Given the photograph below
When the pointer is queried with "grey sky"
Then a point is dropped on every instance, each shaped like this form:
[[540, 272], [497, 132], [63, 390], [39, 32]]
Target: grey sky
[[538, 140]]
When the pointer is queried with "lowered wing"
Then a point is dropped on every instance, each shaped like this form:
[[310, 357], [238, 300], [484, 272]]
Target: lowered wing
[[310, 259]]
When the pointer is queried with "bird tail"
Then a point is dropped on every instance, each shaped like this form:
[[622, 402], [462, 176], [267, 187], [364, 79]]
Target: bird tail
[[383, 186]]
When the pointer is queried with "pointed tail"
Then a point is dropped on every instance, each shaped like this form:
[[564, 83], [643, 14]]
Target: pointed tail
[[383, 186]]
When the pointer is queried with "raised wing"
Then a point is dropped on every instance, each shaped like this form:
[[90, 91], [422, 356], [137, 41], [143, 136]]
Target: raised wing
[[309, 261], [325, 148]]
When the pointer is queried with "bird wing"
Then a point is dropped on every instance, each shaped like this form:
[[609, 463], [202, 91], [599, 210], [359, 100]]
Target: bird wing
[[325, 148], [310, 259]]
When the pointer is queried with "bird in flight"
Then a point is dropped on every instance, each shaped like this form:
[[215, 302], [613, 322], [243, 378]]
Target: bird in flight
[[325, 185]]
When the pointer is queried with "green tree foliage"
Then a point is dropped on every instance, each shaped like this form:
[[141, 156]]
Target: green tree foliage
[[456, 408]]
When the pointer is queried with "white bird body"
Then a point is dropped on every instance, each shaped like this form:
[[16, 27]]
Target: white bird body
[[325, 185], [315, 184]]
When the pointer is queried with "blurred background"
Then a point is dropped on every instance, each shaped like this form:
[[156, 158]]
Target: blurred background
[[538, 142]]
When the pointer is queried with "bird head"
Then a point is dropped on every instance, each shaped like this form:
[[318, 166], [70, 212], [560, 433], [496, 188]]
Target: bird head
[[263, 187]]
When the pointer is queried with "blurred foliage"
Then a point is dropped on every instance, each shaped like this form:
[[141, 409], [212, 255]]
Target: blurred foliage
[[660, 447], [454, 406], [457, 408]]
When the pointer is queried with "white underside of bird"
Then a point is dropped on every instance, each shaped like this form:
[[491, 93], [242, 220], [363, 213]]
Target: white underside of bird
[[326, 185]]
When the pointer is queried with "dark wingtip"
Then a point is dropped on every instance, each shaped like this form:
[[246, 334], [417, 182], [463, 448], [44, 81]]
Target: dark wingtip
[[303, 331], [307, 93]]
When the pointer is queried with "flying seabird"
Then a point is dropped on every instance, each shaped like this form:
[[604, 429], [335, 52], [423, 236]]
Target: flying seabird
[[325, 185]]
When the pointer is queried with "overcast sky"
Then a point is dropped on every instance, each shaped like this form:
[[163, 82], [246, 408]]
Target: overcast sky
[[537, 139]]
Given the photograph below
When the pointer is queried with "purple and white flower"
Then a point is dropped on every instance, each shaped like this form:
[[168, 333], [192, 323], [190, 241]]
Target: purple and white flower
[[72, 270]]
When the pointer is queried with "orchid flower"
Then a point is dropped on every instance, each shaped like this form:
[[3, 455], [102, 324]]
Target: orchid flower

__________________________________________________

**REQUIREMENTS**
Give back each line above precisely as it stands.

**THE RESPONSE**
Given the photograph below
When the pointer is queried with "grey sky"
Then a point is dropped on every instance, each shaped like this form:
[[540, 272], [497, 132], [63, 390], [39, 32]]
Target: grey sky
[[538, 140]]
When the pointer is queried with "lowered wing"
Then a point is dropped on every instance, each shaped like this form:
[[310, 357], [238, 300], [484, 272]]
Target: lowered wing
[[310, 259]]
When the pointer is queried with "bird tail"
Then a point is dropped on every instance, each shaped like this form:
[[622, 402], [462, 176], [267, 187], [364, 79]]
Target: bird tail
[[383, 186]]
When the pointer is queried with "pointed tail"
Then a point is dropped on every instance, each shaped like this form:
[[564, 83], [643, 14]]
Target: pointed tail
[[383, 186]]
When the pointer is queried with "raised wing"
Then a point is dropped on every instance, each shaped like this form:
[[90, 91], [422, 356], [137, 41], [143, 136]]
Target: raised wing
[[309, 261], [325, 148]]
When the pointer is queried with "bird wing"
Then a point is dropped on every instance, each shaped like this form:
[[609, 463], [202, 91], [599, 210], [359, 100]]
Target: bird wing
[[325, 148], [310, 259]]
When the pointer is queried with "bird in flight"
Then a point is dropped on every instance, each shaped like this form:
[[215, 302], [613, 322], [243, 378]]
Target: bird in flight
[[325, 185]]
When the pointer is queried with "green tree foliage"
Then a point is dropped on every instance, each shaped like this form:
[[141, 156]]
Target: green tree foliage
[[456, 408]]
When the pointer is queried with "white bird body"
Then a point is dropped on every instance, each shaped like this form:
[[16, 27]]
Target: white bird body
[[325, 185], [315, 184]]
When the pointer is queried with "blurred background"
Then a point is dropped on every instance, each shaped like this form:
[[156, 158]]
Target: blurred background
[[538, 142]]
When the pointer is queried with "bird head"
Then a point is dropped on every instance, each shaped like this form:
[[318, 166], [70, 212], [560, 433], [496, 188]]
Target: bird head
[[263, 187]]
When the pointer is queried with "blurred foliage"
Then a point is dropped on every instance, each shaped like this form:
[[141, 409], [212, 255]]
Target: blurred foliage
[[660, 447], [454, 406], [457, 408]]
When the pointer is queried with "white underside of bird"
Then a point is dropped on every instance, each shaped like this form:
[[491, 93], [242, 220], [363, 213]]
Target: white underside of bird
[[326, 185]]
When the pointer is queried with "dark wingtip"
Then a point is dropped on every instance, each shaped like this form:
[[246, 334], [417, 182], [463, 448], [44, 81]]
Target: dark wingtip
[[303, 331], [307, 93]]
When the pointer is queried with "flying seabird"
Then a point is dropped on every instance, each shaped like this form:
[[604, 429], [335, 52], [423, 236]]
Target: flying seabird
[[325, 185]]
When the pointer is queried with "overcast sky"
Then a point is dropped on every instance, each shaped like this form:
[[163, 82], [246, 408]]
Target: overcast sky
[[537, 139]]
Given the photograph below
When the pointer is queried with "purple and white flower"
Then a point is dropped on every instance, each shaped like this form:
[[168, 333], [192, 323], [190, 241]]
Target: purple and white flower
[[72, 270]]
When the pointer is queried with "orchid flower"
Then a point is dropped on every instance, each shaped like this form:
[[3, 455], [102, 324]]
Target: orchid flower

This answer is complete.